BEGIN Provided material
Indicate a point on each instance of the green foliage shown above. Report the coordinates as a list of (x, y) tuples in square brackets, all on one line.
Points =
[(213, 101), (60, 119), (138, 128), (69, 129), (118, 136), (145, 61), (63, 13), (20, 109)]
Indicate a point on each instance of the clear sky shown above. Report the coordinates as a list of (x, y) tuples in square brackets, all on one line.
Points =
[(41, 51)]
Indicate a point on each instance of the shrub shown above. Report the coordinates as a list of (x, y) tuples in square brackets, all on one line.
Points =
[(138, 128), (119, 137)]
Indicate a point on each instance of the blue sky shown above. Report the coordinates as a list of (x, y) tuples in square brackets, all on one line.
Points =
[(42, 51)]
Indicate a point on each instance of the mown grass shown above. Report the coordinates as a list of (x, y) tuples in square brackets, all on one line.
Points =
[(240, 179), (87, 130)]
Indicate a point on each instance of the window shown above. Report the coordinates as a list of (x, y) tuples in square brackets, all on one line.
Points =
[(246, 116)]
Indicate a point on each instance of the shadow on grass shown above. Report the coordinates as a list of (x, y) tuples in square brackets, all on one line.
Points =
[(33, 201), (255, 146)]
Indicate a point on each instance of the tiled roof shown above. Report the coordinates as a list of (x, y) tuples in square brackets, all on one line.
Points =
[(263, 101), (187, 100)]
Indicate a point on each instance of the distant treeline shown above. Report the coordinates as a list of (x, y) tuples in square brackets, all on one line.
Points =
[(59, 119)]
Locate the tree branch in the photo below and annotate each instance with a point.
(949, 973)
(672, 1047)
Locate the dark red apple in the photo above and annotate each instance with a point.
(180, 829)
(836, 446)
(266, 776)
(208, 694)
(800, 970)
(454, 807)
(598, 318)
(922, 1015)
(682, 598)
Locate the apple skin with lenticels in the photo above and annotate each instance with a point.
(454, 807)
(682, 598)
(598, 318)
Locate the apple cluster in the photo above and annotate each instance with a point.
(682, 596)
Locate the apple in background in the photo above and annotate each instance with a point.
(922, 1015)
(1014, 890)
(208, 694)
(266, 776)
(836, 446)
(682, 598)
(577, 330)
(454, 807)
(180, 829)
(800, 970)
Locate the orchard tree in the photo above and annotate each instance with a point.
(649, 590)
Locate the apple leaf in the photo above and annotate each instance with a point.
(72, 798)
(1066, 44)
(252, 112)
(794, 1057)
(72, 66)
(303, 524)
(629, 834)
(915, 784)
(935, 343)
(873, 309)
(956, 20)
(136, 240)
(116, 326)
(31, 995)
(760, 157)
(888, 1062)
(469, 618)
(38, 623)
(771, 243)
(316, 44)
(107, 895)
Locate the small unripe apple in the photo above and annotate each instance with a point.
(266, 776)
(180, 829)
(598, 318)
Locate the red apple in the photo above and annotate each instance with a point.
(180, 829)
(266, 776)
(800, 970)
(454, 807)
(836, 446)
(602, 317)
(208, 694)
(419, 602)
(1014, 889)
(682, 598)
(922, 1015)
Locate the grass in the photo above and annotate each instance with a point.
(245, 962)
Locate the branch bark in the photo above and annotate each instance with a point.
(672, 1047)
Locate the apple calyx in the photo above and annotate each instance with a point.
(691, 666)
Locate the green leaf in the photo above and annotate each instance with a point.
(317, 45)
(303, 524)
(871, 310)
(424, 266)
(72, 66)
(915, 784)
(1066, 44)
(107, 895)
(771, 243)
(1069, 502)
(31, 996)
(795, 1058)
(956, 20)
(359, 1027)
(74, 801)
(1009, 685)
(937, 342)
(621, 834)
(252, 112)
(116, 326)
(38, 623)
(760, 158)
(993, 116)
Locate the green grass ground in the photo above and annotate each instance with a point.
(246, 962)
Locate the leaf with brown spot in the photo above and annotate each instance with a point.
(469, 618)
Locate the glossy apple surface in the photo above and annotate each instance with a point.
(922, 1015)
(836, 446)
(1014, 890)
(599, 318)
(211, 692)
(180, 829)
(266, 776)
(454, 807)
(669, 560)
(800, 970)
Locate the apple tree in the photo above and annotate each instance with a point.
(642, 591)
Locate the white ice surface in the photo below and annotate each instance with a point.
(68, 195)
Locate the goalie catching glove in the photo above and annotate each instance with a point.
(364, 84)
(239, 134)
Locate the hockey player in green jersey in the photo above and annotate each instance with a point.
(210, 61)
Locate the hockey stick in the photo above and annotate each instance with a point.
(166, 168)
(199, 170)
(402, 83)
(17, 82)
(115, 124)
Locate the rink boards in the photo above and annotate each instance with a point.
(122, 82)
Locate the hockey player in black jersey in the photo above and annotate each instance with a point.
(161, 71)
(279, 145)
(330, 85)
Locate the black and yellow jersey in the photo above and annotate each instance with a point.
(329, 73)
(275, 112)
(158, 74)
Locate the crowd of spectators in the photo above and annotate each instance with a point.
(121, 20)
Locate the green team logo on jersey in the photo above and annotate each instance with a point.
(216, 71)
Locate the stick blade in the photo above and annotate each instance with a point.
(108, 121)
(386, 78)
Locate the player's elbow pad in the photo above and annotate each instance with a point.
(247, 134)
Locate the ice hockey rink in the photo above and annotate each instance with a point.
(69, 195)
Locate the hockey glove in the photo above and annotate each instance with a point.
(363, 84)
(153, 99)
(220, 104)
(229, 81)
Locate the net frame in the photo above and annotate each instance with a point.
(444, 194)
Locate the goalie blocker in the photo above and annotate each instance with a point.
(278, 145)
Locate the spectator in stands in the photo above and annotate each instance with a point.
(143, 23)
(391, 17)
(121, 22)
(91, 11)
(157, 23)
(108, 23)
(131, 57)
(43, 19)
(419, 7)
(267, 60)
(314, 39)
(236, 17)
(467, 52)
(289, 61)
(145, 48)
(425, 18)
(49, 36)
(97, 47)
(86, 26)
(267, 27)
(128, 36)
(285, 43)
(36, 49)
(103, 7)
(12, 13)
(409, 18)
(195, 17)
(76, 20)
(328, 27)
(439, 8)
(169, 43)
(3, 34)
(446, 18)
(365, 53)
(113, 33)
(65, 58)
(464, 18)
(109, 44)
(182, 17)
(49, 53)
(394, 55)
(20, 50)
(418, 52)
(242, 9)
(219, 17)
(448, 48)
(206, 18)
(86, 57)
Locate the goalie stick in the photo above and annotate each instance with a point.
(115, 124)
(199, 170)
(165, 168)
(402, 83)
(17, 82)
END Provided material
Do this: Lay out the lines of the data above as a Markdown table with columns named "Row" and "Line", leaving out any blank lines. Begin at the line that has "Indicate a point on each instance of the mown", and stop after the line that has "[(33, 201), (255, 146)]".

Finished task:
| Row | Line |
|---|---|
| 1 | Indicate a point on each instance of the mown grass shown above. Report the coordinates as a list of (x, y) tuples in square brackets, all on one line. |
| 2 | Points = |
| 3 | [(240, 179), (87, 130)] |
| 4 | Indicate a point on each instance of the window shown above. Report the coordinates as a list of (x, y) tuples in square brackets, all on one line. |
| 5 | Points = |
| 6 | [(246, 116)] |
| 7 | Indicate a point on each instance of the shadow on grass shown above. Report the coordinates as a list of (x, y) tuples in square brackets, all on one line. |
| 8 | Points = |
| 9 | [(33, 201), (255, 146)] |